• _Prompt_:
Reproduce every one of the records below line for line, with no changes, and leave the pictures out of your reply.

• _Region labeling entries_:

┄┄┄┄┄┄

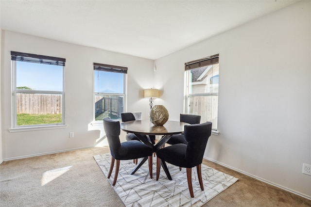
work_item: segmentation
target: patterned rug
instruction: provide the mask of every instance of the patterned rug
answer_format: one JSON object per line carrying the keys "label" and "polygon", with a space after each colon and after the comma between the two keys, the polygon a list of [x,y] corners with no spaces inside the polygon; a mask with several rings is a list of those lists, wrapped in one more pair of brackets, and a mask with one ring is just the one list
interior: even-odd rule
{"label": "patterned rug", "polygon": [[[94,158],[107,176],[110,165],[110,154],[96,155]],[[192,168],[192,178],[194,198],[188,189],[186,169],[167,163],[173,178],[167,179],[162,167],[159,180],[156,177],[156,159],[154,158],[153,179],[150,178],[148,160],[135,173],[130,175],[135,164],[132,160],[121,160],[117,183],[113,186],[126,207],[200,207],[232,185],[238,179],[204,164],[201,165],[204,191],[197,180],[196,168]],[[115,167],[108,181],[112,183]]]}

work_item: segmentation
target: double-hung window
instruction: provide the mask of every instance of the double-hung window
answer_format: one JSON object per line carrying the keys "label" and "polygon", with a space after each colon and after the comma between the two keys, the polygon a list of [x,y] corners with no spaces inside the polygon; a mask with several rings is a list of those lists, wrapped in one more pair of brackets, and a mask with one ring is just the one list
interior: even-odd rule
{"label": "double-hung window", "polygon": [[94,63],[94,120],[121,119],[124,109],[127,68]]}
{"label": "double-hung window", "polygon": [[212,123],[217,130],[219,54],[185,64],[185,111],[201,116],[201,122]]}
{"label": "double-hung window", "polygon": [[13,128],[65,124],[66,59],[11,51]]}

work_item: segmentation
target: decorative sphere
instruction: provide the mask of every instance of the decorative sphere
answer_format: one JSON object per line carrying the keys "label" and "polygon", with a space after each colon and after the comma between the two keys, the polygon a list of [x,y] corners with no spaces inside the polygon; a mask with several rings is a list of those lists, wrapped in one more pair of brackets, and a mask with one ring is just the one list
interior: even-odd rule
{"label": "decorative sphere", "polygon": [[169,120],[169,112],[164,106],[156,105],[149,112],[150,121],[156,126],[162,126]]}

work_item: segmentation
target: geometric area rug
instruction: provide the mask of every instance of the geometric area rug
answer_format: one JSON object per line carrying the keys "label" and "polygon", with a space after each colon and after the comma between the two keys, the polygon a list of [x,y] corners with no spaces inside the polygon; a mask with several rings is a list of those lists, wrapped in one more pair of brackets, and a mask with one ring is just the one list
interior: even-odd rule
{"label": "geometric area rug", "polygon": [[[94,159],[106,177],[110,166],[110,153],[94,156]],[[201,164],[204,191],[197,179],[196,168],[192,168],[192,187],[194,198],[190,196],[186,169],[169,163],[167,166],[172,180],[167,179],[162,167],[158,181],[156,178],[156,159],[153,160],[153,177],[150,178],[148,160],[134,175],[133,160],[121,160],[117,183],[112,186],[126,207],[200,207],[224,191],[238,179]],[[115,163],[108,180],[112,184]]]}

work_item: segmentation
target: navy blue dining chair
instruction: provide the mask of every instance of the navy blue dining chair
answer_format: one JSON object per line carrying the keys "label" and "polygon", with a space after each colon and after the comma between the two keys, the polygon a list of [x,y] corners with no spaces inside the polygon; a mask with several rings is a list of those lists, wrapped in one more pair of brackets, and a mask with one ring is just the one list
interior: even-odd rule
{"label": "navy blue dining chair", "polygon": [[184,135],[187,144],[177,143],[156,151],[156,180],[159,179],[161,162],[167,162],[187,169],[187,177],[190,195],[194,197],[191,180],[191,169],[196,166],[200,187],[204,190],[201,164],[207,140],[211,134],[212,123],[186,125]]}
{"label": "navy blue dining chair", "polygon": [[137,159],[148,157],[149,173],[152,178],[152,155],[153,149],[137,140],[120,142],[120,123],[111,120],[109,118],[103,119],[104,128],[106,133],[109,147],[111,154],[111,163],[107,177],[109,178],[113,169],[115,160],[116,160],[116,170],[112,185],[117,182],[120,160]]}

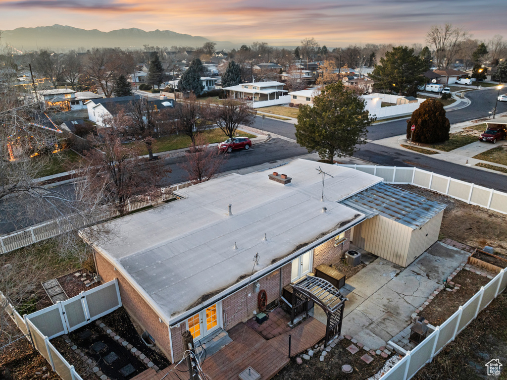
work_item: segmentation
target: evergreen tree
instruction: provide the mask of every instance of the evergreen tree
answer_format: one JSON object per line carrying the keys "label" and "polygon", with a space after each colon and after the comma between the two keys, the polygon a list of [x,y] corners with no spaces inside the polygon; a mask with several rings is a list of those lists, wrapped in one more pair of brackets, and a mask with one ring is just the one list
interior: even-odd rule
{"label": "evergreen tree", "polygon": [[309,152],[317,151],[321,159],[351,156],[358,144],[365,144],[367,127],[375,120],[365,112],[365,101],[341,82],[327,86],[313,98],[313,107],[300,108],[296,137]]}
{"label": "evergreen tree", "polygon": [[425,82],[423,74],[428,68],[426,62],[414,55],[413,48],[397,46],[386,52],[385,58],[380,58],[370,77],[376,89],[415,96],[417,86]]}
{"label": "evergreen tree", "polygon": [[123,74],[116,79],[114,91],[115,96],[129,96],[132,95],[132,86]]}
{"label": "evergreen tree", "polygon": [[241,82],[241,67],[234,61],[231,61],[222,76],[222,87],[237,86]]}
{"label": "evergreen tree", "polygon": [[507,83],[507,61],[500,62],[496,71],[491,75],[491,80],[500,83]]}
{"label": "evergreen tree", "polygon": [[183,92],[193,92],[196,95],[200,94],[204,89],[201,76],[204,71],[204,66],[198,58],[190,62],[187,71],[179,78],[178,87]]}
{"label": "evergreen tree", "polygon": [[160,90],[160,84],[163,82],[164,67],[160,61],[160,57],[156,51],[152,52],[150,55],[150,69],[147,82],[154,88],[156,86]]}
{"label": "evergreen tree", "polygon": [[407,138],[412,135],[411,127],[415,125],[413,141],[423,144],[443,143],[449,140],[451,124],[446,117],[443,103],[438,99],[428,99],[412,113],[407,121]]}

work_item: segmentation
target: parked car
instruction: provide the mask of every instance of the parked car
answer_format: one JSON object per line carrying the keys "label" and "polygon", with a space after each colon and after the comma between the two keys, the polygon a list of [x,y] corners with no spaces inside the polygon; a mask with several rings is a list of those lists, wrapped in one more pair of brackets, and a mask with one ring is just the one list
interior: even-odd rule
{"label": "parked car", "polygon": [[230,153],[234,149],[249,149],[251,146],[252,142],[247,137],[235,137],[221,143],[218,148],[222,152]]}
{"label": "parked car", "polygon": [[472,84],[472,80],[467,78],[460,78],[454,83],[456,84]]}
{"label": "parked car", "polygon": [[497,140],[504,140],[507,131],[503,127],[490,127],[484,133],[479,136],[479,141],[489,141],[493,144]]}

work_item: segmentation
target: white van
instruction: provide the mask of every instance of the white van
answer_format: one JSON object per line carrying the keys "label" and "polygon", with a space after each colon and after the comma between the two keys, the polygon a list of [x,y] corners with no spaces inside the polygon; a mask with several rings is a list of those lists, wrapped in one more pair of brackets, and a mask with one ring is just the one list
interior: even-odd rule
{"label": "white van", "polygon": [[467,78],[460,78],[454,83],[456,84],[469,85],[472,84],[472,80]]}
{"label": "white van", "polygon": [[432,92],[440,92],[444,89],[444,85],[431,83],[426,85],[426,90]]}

┄┄┄┄┄┄

• _Problem solution_:
work_item: segmentation
target: patterned rug
instruction: provide the mask of every instance of the patterned rug
answer_format: one JSON object per line carrying the keys "label" and "polygon", with a space after each colon and after the comma between the two keys, the polygon a list of [x,y] corners with no spaces inside the polygon; a mask with several rings is a list of those lists, wrapped in one more pair of brackets, and a mask with one ring is just the one list
interior: even-odd rule
{"label": "patterned rug", "polygon": [[[94,158],[107,176],[110,165],[110,154],[96,155]],[[192,168],[192,178],[194,198],[188,189],[186,169],[167,163],[173,178],[167,179],[162,167],[159,180],[156,177],[156,159],[154,158],[153,179],[150,178],[148,160],[135,173],[130,175],[135,164],[132,160],[121,160],[117,183],[113,186],[126,207],[200,207],[232,185],[238,179],[204,164],[201,165],[204,191],[197,180],[196,168]],[[115,167],[108,181],[112,183]]]}

work_item: segmentation
target: double-hung window
instruction: provide the mask of every instance of the double-hung window
answer_format: one JSON object per line carrying the keys "label" and "polygon", with a space after each colon and after the comma between the two keys, the polygon a list of [x,y] corners with no spaces inside the polygon; a mask with several rings is a list of those lists, wrapped in one more pair of brackets, and a mask with one ring is just the one list
interior: even-odd rule
{"label": "double-hung window", "polygon": [[94,63],[94,120],[121,119],[124,109],[127,68]]}
{"label": "double-hung window", "polygon": [[212,123],[217,130],[219,54],[185,64],[185,111],[201,116],[201,122]]}
{"label": "double-hung window", "polygon": [[13,128],[65,124],[66,59],[11,51]]}

work_item: segmentation
target: decorative sphere
instruction: provide the mask of every instance of the decorative sphere
answer_format: one JSON object per line carrying the keys "label" and "polygon", with a space after each colon and after the comma between the two keys, the polygon a list of [x,y] corners with no spaces inside the polygon; a mask with several rings is a list of those lists, wrapped in one more pair of brackets, and a mask with one ring is just the one list
interior: even-odd rule
{"label": "decorative sphere", "polygon": [[169,120],[169,112],[164,106],[156,105],[149,112],[150,121],[156,126],[162,126]]}

work_item: segmentation
target: geometric area rug
instruction: provide the mask of every instance of the geometric area rug
answer_format: one JSON object per line carrying the keys "label" and "polygon", with a space after each colon and after the comma between the two keys, the polygon a list of [x,y] corners with no spaces inside the polygon; a mask with several rings is a list of those lists, wrapped in one more pair of brackets, and a mask with one ring is just the one list
interior: even-odd rule
{"label": "geometric area rug", "polygon": [[[94,159],[106,177],[110,166],[110,153],[94,156]],[[201,164],[204,191],[197,179],[196,168],[192,168],[192,187],[194,198],[190,196],[186,169],[169,163],[167,166],[172,180],[167,179],[162,167],[158,181],[156,178],[156,159],[153,160],[153,177],[150,178],[148,160],[134,175],[133,160],[121,160],[117,183],[112,186],[126,207],[200,207],[224,191],[238,179]],[[115,163],[108,180],[112,184]]]}

work_item: segmentation
target: navy blue dining chair
instruction: provide the mask of every instance of the navy blue dining chair
answer_format: one JSON object per line carrying the keys "label" and "polygon", with a space after each colon and after the comma between the two keys, the polygon a list of [x,y] corners with no spaces inside the polygon; a mask with several rings is a list of those lists, wrapped in one more pair of brackets, and a mask with one ring is just the one list
interior: even-odd rule
{"label": "navy blue dining chair", "polygon": [[184,135],[187,144],[177,143],[156,151],[156,180],[159,179],[161,162],[167,162],[187,169],[187,177],[190,195],[194,197],[191,180],[191,169],[196,166],[200,187],[204,190],[201,164],[207,140],[211,134],[212,123],[186,125]]}
{"label": "navy blue dining chair", "polygon": [[137,159],[148,157],[149,173],[152,178],[152,155],[153,149],[137,140],[120,142],[120,123],[111,120],[109,118],[103,119],[104,128],[106,133],[109,147],[111,154],[111,163],[107,177],[109,178],[113,169],[115,160],[116,160],[116,170],[112,185],[117,182],[120,160]]}

work_item: segmentation
target: evergreen tree
instruction: provide the mask of every instance of the evergreen tree
answer_format: one JSON object per line carrying the keys "label" and "polygon", with a space after each colon and after the comma between the two keys, the polygon a list of [x,y] corners with no spaces inside the polygon; a mask with several rings is a list of those lists, wrapped in one more pair of brackets, and a mask with one ring is just the one list
interior: even-odd rule
{"label": "evergreen tree", "polygon": [[309,152],[317,151],[321,159],[351,156],[358,144],[365,144],[367,127],[375,120],[365,112],[365,101],[341,82],[327,86],[313,98],[313,107],[300,108],[296,137]]}
{"label": "evergreen tree", "polygon": [[425,82],[423,74],[428,68],[426,62],[414,55],[413,48],[397,46],[386,52],[385,58],[380,58],[370,77],[376,89],[415,96],[417,86]]}
{"label": "evergreen tree", "polygon": [[123,74],[116,79],[114,91],[115,96],[129,96],[132,95],[132,86]]}
{"label": "evergreen tree", "polygon": [[241,82],[241,67],[234,61],[231,61],[222,76],[222,87],[237,86]]}
{"label": "evergreen tree", "polygon": [[507,83],[507,61],[500,62],[496,71],[491,75],[491,80],[500,83]]}
{"label": "evergreen tree", "polygon": [[183,92],[193,92],[196,95],[200,94],[204,89],[201,76],[204,71],[204,66],[198,58],[190,62],[187,71],[179,78],[178,87]]}
{"label": "evergreen tree", "polygon": [[160,90],[160,84],[163,82],[164,67],[160,61],[160,57],[156,51],[152,52],[150,55],[150,69],[147,82],[154,88],[156,86]]}
{"label": "evergreen tree", "polygon": [[407,138],[412,135],[411,127],[415,125],[413,141],[423,144],[443,143],[449,140],[451,124],[446,117],[443,103],[438,99],[428,99],[412,113],[407,121]]}

work_item: segmentation
target: parked car
instruction: provide the mask of every instance of the parked car
answer_format: one JSON object per line carrying the keys "label" and "polygon", with a space after each colon and after the comma between the two keys, the polygon a list of [x,y] corners with no spaces inside the polygon; a mask with several rings is a list of those lists, wrapped in one more pair of brackets, and a mask with one ring is just the one list
interior: even-odd rule
{"label": "parked car", "polygon": [[230,153],[234,149],[249,149],[251,146],[252,142],[247,137],[235,137],[221,143],[218,148],[222,152]]}
{"label": "parked car", "polygon": [[472,84],[472,80],[467,78],[460,78],[454,83],[456,84]]}
{"label": "parked car", "polygon": [[497,140],[504,140],[507,131],[503,127],[490,127],[484,133],[479,136],[479,141],[489,141],[493,144]]}

work_item: segmentation
target: white van
instruction: provide the mask of every instance of the white van
answer_format: one JSON object per line carrying the keys "label" and "polygon", with a space after each colon and after the comma between the two keys, the polygon a list of [x,y] corners with no spaces inside the polygon; a mask with several rings is a list of those lists, wrapped in one more pair of brackets, and a mask with one ring is just the one list
interior: even-odd rule
{"label": "white van", "polygon": [[467,78],[460,78],[454,83],[456,84],[469,85],[472,84],[472,80]]}
{"label": "white van", "polygon": [[432,92],[440,92],[444,89],[444,85],[431,83],[426,85],[426,90]]}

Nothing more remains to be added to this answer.